::: SELECTED EXCERPT
May 6, 2015 report
Lack of diversity in pygmy blue whales not due to man-made cause
(Phys.org)—A team of researchers working in Australia has found via DNA analysis, that the lack of genetic diversity in pygmy blue whales is due to natural causes, not because of whaling. In their paper published in the journal Biology Letters, the researchers, affiliated with a variety of institutions in Australia, describe their study of the whales and why what they learned may help save them.
Pygmy blue whales are a subspecies of blue whales and contrary to their name, are not really all that small. They average 24 meters in length compared to their bigger cousins, which average 28 to 30 meters in length.
For many years marine biologists have assumed that the lack of genetic diversity found in pygmy blue whales living around the shores of Australia, was due to their numbers being cut due to whaling. Now it appears that is not the case. In this new effort, the researchers sought to better understand the history of the whales and how they wound up with so little diversity. To learn more, they obtained DNA samples from several specimens and then studied patterns of genetic mutations—that allowed them to see that the whales had all come from just a few individuals, a "founder group," beginning around 20,000 years ago. After comparing the pygmy whale DNA with other blue whales living in other parts of the world, the team was able to ascertain that they had gotten their start as Antarctic blue whales.
The researchers note that 20,000 years ago, the Earth was experiencing peak glaciation, which allowed blue whales (currently the largest animal on the planet) to travel to other places, one of which was, apparently Australia. But then the glaciers retreated, leaving those that had migrated to adapt to their new environment—they evolved into the pygmy blue whales that exist today.
That is good news for the species, because it means their lack of diversity is not due to whaling, (which did reduce their numbers dramatically, along with other blue whales)—it is because they are still so new of a species. Also because they are now a protected species, the researchers believe that if they can mitigate other threats, such as different sorts of human pollution, the whales have a good chance of returning to their pre-whaling population.
Unusually low genetic diversity can be a warning of an urgent need to mitigate causative anthropogenic activities. However, current low levels of genetic diversity in a population could also be due to natural historical events, including recent evolutionary divergence, or long-term persistence at a small population size. Here, we determine whether the relatively low genetic diversity of pygmy blue whales (Balaenoptera musculus brevicauda) in Australia is due to natural causes or overexploitation. We apply recently developed analytical approaches in the largest genetic dataset ever compiled to study blue whales (297 samples collected after whaling and representing lineages from Australia, Antarctica and Chile). We find that low levels of genetic diversity in Australia are due to a natural founder event from Antarctic blue whales (Balaenoptera musculus intermedia) that occurred around the Last Glacial Maximum, followed by evolutionary divergence. Historical climate change has therefore driven the evolution of blue whales into genetically, phenotypically and behaviourally distinct lineages that will likely be influenced by future climate change.
::::::
* WORK INSTRUCTION A
In the article on pygmy blue whales, name each place that the 297 genetic samples represent lineages from.
* WORK INSTRUCTION B
Reproduce the passage of the article on pygmy blue whales starting with "May 6, 2015" and going on through "help save them.".
The records that come after this are not needed for anything here.
::: EXTRACTED DATA
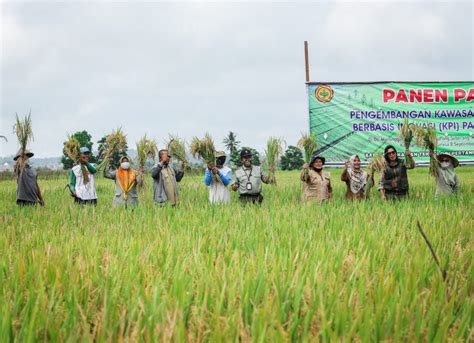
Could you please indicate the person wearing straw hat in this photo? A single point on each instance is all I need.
(125, 183)
(165, 180)
(355, 178)
(28, 192)
(217, 177)
(248, 180)
(393, 182)
(81, 180)
(316, 182)
(447, 182)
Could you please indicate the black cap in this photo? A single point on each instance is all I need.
(316, 157)
(245, 153)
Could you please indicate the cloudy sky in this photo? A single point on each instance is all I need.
(188, 68)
::::::
* WRITTEN RESPONSE A
Australia, Antarctica and Chile.

* WRITTEN RESPONSE B
May 6, 2015 report
Lack of diversity in pygmy blue whales not due to man-made cause
(Phys.org)—A team of researchers working in Australia has found via DNA analysis, that the lack of genetic diversity in pygmy blue whales is due to natural causes, not because of whaling. In their paper published in the journal Biology Letters, the researchers, affiliated with a variety of institutions in Australia, describe their study of the whales and why what they learned may help save them.